__THE REQUEST__
Reproduce every line of the data below without any changes, leaving out the picture.

__EXCERPTED DATA__
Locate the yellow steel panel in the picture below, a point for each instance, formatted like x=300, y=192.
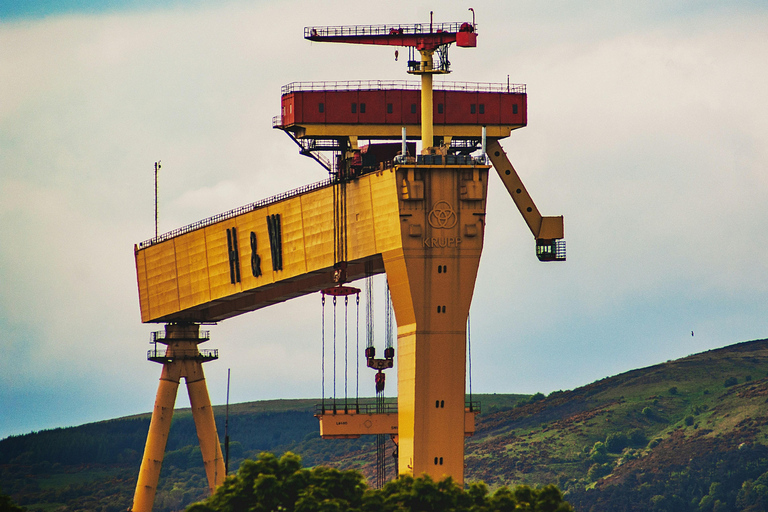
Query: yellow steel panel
x=384, y=201
x=163, y=293
x=360, y=235
x=141, y=277
x=192, y=269
x=317, y=210
x=247, y=223
x=292, y=232
x=217, y=251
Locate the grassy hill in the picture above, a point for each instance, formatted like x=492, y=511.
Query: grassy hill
x=686, y=435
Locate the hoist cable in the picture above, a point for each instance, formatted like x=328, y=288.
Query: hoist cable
x=469, y=349
x=322, y=357
x=357, y=355
x=346, y=352
x=334, y=353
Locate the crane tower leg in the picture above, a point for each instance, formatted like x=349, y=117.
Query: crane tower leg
x=431, y=280
x=202, y=412
x=181, y=359
x=427, y=131
x=154, y=450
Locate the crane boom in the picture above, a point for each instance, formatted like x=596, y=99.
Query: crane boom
x=548, y=231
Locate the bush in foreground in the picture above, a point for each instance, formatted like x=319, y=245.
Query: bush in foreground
x=270, y=484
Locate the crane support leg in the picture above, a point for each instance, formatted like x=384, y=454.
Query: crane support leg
x=431, y=280
x=202, y=412
x=181, y=359
x=427, y=131
x=159, y=426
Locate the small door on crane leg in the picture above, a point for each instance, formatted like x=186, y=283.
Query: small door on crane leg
x=550, y=250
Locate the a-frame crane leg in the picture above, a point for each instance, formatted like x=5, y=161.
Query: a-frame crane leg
x=181, y=359
x=431, y=282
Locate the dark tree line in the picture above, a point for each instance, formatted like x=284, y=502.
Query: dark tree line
x=269, y=483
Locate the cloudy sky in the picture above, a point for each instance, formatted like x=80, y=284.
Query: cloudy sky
x=648, y=124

__SOLUTION BELOW__
Locate the yellow steel panel in the picture below, a point for each instance, formatted like x=300, y=192.
Query: yellow steel panel
x=384, y=201
x=163, y=293
x=360, y=235
x=141, y=277
x=192, y=269
x=317, y=210
x=247, y=223
x=292, y=232
x=217, y=251
Locate the grassy hill in the picture above, a point for each instance, formatted like x=492, y=511.
Query: grassy hill
x=686, y=435
Locate the hoist cable in the picture above, a point for each instance, formatted like x=328, y=288.
Query: hoist cable
x=469, y=349
x=322, y=357
x=357, y=355
x=346, y=352
x=334, y=353
Locate the crane tower leg in the picture above, a point for each instance, formatted like x=349, y=117.
Query: crane tower leg
x=431, y=280
x=202, y=412
x=181, y=359
x=427, y=131
x=154, y=450
Locate the crane boom in the picture above, a point for each instance, formatted like x=596, y=99.
Query: crane boom
x=548, y=231
Locate the bush in foreground in the picture above, a point for each instance, formatted like x=319, y=245.
Query: bush in foreground
x=270, y=484
Locate the crane support leg in the picture above, a point for each instance, formatted like x=384, y=454.
Query: crane support leg
x=431, y=280
x=202, y=412
x=181, y=359
x=427, y=131
x=159, y=426
Locate the small door on crane leg in the picture above, a point for each instance, formatted like x=186, y=283.
Query: small door on crane leg
x=550, y=250
Locate the a-frame crane leg in the picture above, a point for each instance, formatted like x=5, y=161.
Query: a-frame crane leg
x=181, y=359
x=431, y=282
Locate the dark tree line in the picture above, a point for each instance, formatted like x=284, y=502.
Query: dark tree line
x=269, y=483
Locate the cloudy sky in the picture above, a point for each instance, formatted like x=80, y=284.
Query: cloudy sky
x=648, y=124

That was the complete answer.